== What you are asked to do ==
This exercise calls for all the entries that follow to be set down exactly, without their images.

== Records for this exercise ==
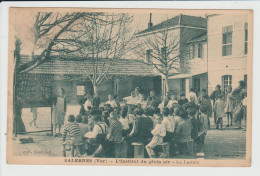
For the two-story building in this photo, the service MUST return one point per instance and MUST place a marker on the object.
(227, 50)
(191, 41)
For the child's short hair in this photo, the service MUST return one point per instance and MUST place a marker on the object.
(159, 116)
(71, 118)
(138, 111)
(85, 119)
(192, 111)
(79, 119)
(203, 109)
(165, 111)
(105, 114)
(177, 111)
(114, 115)
(123, 112)
(147, 111)
(220, 96)
(96, 118)
(183, 114)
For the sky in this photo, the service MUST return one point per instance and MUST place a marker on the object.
(24, 20)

== Worked solution ==
For the two-story building in this photo, the service MUST return one point per instance and MUST place a marker on the object.
(227, 50)
(191, 41)
For the child's short hair in this photo, the service MUST return one point per instance and MUST place a marker on the object.
(159, 116)
(71, 118)
(138, 111)
(85, 119)
(192, 111)
(79, 119)
(203, 109)
(165, 111)
(105, 114)
(177, 111)
(114, 115)
(123, 112)
(147, 111)
(220, 96)
(96, 118)
(183, 114)
For the sky in this photo, the service MUST return one point per instance and MUST place a marker on the object.
(24, 20)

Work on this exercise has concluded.